**The problem**. Locate every line in the listing below that contains the word "building", and copy each one. Case counts.

[Rows from a dataset]

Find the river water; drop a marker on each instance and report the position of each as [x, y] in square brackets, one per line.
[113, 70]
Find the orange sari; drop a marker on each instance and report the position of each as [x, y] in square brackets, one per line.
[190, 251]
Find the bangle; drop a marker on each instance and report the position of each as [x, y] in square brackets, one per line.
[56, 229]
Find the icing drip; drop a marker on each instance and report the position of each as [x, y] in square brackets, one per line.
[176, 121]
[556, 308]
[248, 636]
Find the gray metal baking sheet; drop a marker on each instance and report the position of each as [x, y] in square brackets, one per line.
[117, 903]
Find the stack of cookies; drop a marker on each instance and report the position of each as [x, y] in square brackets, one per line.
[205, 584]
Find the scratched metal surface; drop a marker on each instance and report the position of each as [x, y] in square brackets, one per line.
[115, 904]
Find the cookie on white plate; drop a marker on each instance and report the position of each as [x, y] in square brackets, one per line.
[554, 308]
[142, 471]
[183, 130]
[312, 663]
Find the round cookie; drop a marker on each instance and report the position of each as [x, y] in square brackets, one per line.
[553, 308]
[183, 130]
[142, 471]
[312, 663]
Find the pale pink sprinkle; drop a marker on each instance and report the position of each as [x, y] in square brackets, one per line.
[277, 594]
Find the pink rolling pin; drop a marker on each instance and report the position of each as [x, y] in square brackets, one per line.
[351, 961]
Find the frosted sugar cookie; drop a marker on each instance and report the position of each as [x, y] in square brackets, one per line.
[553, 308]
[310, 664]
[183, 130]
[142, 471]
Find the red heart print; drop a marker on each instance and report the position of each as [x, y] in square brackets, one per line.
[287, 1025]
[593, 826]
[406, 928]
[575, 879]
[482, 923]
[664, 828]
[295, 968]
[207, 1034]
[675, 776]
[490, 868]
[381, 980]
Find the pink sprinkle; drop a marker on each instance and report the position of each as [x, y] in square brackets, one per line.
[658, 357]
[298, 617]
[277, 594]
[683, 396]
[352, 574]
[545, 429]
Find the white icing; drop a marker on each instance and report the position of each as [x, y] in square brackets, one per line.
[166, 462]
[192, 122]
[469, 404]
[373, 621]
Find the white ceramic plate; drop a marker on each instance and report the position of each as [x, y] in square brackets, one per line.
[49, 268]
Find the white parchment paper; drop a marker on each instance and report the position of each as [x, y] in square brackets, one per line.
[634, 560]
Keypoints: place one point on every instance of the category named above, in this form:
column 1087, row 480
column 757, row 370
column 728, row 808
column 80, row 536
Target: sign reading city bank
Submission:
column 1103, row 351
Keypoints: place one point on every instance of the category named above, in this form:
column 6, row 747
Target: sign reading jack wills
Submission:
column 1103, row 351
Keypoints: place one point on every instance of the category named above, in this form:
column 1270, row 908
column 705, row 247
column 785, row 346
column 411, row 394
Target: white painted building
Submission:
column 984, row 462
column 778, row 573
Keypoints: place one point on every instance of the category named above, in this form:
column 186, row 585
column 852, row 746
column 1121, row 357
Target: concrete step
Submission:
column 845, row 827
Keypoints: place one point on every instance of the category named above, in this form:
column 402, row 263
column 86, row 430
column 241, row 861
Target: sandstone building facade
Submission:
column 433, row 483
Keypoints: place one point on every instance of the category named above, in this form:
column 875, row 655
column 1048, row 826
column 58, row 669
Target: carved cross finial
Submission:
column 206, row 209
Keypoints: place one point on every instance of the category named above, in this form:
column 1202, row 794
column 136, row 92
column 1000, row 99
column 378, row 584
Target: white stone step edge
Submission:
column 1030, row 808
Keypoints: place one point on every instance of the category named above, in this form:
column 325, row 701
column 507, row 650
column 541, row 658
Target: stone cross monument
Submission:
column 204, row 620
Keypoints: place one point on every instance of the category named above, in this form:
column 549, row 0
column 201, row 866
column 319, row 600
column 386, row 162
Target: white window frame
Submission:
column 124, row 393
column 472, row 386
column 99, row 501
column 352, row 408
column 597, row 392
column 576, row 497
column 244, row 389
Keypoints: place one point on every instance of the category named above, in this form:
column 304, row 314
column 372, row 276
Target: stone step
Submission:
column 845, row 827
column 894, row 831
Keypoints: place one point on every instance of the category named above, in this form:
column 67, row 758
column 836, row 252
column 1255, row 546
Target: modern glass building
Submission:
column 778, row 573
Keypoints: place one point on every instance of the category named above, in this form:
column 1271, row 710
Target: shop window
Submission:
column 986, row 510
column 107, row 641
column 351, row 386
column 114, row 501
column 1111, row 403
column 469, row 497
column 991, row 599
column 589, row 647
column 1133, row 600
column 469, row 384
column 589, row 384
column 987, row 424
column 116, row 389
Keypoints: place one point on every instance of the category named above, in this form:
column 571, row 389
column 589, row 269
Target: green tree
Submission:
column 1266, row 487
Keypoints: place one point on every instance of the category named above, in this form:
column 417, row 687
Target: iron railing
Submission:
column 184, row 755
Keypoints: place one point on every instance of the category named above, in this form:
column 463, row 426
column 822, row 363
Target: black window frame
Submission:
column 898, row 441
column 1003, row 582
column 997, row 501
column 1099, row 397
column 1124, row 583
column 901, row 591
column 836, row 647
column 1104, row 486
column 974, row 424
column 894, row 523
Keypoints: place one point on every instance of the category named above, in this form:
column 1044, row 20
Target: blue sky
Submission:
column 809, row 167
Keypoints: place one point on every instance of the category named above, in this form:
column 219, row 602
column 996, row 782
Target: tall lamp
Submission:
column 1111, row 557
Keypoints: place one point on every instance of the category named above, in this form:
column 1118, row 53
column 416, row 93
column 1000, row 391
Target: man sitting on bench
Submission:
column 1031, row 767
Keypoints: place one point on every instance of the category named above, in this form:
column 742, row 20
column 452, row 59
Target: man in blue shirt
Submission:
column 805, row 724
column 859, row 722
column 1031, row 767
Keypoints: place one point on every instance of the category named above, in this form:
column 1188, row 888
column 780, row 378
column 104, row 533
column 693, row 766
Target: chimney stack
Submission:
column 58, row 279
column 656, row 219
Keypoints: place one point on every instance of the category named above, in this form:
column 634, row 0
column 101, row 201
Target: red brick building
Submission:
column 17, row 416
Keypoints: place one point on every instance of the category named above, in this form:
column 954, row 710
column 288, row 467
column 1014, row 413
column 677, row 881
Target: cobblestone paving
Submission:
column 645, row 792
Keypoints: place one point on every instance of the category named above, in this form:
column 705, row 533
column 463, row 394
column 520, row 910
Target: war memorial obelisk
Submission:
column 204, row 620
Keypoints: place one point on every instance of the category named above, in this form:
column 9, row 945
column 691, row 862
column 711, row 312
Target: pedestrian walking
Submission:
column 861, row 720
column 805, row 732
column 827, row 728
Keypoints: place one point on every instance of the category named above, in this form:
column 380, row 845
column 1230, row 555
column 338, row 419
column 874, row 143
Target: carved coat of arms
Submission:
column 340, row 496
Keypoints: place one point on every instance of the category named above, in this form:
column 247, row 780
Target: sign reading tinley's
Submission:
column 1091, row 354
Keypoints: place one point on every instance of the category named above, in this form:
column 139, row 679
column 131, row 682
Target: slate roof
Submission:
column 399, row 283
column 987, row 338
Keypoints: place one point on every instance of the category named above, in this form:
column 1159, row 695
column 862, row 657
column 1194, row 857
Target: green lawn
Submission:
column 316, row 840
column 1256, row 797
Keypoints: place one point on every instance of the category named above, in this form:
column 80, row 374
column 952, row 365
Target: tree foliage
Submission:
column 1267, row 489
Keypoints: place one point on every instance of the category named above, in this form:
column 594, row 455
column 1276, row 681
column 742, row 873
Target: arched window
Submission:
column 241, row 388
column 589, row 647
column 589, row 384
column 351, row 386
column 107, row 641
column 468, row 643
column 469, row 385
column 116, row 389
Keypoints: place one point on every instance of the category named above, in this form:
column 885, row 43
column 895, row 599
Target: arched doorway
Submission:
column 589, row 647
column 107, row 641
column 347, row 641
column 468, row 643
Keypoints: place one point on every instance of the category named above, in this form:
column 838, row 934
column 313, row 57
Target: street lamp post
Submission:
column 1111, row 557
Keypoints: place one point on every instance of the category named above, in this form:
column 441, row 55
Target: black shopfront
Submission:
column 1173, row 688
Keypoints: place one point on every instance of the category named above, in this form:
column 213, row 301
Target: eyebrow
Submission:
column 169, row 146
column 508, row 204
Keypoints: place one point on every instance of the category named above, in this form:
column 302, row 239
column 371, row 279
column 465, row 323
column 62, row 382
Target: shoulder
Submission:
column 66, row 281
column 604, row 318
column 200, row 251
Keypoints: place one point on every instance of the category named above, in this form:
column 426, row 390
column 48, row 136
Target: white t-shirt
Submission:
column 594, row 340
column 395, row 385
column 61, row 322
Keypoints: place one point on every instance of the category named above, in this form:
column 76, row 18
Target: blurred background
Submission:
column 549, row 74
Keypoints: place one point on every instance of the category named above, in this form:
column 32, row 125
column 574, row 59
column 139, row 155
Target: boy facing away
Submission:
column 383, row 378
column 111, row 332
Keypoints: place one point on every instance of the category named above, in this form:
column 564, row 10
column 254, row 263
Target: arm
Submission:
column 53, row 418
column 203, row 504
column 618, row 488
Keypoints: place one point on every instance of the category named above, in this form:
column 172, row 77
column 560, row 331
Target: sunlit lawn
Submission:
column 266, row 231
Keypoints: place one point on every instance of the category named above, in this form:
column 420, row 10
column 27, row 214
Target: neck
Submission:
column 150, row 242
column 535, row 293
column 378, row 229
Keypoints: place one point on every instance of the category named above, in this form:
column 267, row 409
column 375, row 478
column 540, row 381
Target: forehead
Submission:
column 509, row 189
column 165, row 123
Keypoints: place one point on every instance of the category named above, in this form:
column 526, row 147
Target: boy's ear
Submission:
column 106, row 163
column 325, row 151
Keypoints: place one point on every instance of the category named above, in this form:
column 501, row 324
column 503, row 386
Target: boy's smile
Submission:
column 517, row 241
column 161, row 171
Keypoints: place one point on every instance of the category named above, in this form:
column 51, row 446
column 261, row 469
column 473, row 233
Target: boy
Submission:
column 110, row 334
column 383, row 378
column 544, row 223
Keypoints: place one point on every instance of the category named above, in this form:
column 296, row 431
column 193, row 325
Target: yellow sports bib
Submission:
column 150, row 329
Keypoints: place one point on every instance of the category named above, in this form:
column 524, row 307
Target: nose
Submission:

**Response to the exercise**.
Target: white painted building
Target: sandstone building facade
Target: modern glass building
Target: red brick building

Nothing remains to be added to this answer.